## GOAL
Arrange every line of the records below as a Markdown table with the columns "Row" and "Line", numbering the rows and leaving out blank lines.

(Region annotation entries)
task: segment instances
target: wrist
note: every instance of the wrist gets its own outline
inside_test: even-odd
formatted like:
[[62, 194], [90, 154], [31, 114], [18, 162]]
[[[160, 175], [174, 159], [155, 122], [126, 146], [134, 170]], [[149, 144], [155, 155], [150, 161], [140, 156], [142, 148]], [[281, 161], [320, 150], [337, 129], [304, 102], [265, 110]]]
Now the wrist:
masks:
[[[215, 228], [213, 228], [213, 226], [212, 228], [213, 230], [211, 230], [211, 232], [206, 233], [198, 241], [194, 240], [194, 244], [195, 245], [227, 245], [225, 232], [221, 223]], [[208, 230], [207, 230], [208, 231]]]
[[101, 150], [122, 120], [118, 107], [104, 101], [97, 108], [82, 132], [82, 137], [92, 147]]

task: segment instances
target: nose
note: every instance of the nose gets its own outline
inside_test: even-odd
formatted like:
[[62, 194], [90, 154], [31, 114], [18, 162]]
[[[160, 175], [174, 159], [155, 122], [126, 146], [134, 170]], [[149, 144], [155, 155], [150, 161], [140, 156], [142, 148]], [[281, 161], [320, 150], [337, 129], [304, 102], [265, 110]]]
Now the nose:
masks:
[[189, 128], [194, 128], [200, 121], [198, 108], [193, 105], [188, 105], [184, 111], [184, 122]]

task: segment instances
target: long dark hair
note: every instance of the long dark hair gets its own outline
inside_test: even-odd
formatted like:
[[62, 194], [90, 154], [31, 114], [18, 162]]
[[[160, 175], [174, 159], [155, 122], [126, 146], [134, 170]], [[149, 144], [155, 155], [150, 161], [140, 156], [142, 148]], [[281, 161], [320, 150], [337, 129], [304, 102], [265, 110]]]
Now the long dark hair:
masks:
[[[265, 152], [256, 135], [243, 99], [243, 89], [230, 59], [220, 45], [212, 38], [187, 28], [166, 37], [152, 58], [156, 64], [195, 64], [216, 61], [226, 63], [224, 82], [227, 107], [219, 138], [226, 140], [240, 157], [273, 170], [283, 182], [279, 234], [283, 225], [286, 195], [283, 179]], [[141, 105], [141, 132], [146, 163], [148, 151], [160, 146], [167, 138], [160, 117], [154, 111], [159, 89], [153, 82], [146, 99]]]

## COMPLETED EXERCISE
| Row | Line |
|---|---|
| 1 | task: segment instances |
| 2 | target: wrist |
| 3 | note: every instance of the wrist gets its own outline |
| 4 | inside_test: even-odd |
| 5 | formatted like: |
| 6 | [[62, 194], [90, 154], [31, 114], [18, 162]] |
| 7 | [[[160, 175], [174, 159], [155, 122], [126, 146], [134, 170]], [[149, 144], [155, 155], [150, 161], [140, 156], [142, 148]], [[281, 161], [320, 150], [337, 129], [304, 102], [265, 110]]] |
| 8 | Now the wrist: |
| 9 | masks: |
| 10 | [[[215, 228], [213, 228], [213, 226], [212, 228], [213, 230], [211, 230], [211, 232], [206, 233], [198, 241], [194, 240], [194, 244], [195, 245], [227, 245], [225, 232], [221, 223]], [[208, 230], [207, 230], [208, 231]]] |
| 11 | [[101, 150], [122, 120], [118, 107], [104, 101], [97, 108], [82, 132], [82, 137], [92, 147]] |
| 12 | task: segment instances |
| 13 | target: nose |
| 14 | note: every instance of the nose gets its own outline |
| 15 | inside_test: even-odd |
| 16 | formatted like: |
| 17 | [[62, 194], [90, 154], [31, 114], [18, 162]] |
| 18 | [[[160, 175], [174, 159], [155, 122], [126, 146], [134, 170]], [[149, 144], [155, 155], [150, 161], [140, 156], [142, 148]], [[281, 161], [320, 150], [337, 129], [304, 102], [265, 110]]] |
| 19 | Now the nose: |
| 20 | masks: |
| 21 | [[189, 128], [194, 128], [200, 121], [198, 108], [193, 105], [188, 105], [184, 111], [184, 122]] |
| 22 | task: segment instances |
| 23 | target: long dark hair |
| 24 | note: every instance of the long dark hair gets its own outline |
| 25 | inside_test: even-odd |
| 26 | formatted like: |
| 27 | [[62, 194], [90, 154], [31, 114], [18, 162]] |
| 28 | [[[160, 175], [174, 159], [155, 122], [126, 146], [134, 170]], [[149, 144], [155, 155], [150, 161], [140, 156], [142, 148]], [[281, 161], [320, 150], [337, 129], [304, 102], [265, 110]]] |
| 29 | Now the long dark hair: |
| 30 | masks: |
| 31 | [[[265, 152], [256, 135], [243, 99], [243, 89], [230, 59], [220, 45], [212, 38], [187, 28], [166, 37], [152, 58], [156, 64], [195, 64], [216, 61], [226, 63], [224, 82], [227, 107], [219, 138], [226, 140], [240, 157], [273, 170], [283, 182], [279, 234], [283, 225], [286, 195], [283, 179]], [[141, 105], [141, 132], [146, 163], [148, 151], [160, 146], [167, 138], [160, 117], [154, 111], [159, 89], [153, 82], [146, 99]]] |